## Problem
Count the lines in the data listing below that contain the string "sign", matching case exactly. Reply with the number alone.

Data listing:
* * * *
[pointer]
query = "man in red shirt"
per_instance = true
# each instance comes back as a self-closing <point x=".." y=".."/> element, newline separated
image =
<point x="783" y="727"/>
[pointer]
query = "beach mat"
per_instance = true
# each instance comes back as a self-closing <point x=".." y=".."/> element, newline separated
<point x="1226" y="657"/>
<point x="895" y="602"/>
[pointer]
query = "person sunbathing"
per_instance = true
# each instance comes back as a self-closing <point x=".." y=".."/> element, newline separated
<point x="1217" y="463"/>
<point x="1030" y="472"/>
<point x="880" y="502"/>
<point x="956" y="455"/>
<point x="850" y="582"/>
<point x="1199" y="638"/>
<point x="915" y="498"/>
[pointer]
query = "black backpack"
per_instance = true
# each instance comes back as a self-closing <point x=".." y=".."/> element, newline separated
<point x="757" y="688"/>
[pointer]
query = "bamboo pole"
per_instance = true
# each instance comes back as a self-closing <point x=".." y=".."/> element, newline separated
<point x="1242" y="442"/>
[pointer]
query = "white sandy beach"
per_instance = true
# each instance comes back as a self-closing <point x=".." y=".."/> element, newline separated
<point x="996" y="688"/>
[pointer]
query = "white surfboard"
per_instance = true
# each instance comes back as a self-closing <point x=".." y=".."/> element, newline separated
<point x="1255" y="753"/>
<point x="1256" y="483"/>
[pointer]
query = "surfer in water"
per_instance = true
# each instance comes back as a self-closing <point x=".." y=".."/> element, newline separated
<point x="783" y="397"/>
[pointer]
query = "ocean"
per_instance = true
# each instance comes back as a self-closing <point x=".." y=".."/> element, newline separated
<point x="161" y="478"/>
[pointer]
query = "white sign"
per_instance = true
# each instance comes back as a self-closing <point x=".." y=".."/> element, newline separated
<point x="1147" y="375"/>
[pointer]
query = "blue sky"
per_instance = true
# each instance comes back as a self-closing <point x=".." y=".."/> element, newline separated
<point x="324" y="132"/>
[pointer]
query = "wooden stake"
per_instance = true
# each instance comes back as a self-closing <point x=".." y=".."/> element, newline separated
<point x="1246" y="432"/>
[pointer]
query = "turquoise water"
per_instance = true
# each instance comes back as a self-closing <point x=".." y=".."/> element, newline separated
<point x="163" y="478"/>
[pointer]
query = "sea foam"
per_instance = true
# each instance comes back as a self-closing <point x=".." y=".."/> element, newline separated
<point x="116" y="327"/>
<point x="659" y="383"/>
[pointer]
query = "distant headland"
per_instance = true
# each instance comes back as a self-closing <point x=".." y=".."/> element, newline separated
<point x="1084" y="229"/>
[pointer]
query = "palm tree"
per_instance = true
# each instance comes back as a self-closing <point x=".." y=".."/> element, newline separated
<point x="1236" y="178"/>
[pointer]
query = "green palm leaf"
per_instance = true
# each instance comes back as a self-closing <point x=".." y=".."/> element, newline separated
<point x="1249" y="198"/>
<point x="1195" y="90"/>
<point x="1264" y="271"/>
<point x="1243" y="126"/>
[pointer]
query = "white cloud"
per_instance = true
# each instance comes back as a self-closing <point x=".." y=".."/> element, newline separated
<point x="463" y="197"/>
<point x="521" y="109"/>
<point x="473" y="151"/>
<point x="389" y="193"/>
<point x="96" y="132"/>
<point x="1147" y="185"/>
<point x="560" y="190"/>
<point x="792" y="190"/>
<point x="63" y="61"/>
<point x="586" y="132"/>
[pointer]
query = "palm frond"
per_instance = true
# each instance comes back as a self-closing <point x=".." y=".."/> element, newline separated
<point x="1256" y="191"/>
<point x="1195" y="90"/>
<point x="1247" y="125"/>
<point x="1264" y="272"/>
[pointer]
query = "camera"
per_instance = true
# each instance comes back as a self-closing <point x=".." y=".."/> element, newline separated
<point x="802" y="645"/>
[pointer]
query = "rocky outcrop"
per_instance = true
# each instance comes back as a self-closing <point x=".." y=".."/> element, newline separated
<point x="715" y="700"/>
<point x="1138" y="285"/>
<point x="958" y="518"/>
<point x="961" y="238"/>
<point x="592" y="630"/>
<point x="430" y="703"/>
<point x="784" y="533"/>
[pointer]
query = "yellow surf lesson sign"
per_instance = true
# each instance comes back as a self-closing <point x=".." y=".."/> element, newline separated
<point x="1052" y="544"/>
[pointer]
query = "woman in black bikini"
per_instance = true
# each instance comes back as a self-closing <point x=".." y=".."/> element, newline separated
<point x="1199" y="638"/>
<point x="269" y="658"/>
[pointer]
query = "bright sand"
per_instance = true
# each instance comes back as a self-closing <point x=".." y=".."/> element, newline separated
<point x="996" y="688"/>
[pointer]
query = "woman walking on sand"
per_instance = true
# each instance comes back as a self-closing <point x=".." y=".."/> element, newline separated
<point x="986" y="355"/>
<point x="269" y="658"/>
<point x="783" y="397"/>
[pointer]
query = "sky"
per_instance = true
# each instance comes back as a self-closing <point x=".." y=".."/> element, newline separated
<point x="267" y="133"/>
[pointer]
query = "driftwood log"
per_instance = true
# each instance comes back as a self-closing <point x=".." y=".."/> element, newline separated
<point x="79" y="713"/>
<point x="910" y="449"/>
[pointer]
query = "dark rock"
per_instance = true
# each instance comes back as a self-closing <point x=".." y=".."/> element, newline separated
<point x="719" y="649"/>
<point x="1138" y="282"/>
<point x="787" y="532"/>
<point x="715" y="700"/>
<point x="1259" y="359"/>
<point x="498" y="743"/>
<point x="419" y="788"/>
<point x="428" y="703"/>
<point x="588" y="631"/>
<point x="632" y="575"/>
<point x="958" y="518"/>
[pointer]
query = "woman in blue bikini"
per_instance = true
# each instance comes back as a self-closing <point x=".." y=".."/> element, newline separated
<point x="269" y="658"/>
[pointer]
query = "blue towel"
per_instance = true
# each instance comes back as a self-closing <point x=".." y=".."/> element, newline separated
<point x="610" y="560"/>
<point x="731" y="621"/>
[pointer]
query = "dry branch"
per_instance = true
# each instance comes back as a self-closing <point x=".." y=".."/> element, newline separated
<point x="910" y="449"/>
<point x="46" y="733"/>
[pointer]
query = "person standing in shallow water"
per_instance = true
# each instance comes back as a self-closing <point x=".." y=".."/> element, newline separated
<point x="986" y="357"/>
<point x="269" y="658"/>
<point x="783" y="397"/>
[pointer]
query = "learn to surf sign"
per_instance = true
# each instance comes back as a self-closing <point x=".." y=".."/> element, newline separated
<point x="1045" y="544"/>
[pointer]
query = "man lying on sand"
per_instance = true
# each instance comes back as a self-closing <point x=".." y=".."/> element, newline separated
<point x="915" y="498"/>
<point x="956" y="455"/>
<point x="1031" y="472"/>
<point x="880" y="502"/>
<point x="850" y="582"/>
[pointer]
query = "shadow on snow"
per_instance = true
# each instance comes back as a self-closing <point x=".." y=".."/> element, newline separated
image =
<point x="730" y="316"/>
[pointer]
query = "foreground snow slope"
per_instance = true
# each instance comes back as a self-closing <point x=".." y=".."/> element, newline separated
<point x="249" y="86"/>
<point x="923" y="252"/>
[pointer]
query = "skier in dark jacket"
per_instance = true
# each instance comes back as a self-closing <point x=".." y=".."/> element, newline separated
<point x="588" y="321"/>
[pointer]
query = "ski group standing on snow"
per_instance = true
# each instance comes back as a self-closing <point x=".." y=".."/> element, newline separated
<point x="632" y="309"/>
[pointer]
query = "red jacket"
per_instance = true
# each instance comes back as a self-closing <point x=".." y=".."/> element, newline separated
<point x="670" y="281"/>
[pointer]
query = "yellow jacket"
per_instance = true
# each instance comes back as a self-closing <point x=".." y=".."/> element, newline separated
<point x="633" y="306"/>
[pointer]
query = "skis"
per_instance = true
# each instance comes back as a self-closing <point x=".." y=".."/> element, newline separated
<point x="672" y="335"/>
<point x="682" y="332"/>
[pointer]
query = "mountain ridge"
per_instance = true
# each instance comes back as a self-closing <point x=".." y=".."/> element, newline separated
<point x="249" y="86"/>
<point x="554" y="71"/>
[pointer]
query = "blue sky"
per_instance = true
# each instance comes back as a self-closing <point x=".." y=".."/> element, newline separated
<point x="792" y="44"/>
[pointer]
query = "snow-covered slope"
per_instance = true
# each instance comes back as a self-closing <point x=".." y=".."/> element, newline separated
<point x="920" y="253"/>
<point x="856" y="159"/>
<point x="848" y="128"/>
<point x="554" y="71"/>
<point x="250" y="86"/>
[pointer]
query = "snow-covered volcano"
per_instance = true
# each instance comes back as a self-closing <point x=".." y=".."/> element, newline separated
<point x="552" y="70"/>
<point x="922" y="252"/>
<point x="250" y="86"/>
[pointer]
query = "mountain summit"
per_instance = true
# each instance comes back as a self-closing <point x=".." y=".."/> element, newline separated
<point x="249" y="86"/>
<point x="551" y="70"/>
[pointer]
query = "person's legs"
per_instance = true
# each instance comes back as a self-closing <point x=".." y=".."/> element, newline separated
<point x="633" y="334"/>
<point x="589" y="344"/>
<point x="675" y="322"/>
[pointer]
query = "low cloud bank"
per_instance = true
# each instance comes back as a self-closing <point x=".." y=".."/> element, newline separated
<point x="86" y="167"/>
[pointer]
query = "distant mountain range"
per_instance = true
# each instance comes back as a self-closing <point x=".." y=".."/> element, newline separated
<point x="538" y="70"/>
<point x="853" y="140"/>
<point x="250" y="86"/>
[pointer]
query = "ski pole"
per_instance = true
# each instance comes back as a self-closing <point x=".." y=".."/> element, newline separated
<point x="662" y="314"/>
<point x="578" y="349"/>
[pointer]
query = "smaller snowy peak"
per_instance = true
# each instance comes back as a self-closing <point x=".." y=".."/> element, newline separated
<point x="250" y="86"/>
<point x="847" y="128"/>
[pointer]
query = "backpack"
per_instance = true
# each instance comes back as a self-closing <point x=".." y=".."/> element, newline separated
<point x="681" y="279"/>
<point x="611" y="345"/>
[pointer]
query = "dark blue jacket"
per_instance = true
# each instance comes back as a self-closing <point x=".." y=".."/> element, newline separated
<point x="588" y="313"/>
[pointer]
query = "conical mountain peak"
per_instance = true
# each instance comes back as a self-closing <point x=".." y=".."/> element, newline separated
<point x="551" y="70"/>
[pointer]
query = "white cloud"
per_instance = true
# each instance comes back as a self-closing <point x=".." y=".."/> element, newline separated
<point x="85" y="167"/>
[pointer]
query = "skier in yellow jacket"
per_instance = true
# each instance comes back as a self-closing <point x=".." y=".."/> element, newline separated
* * * *
## Result below
3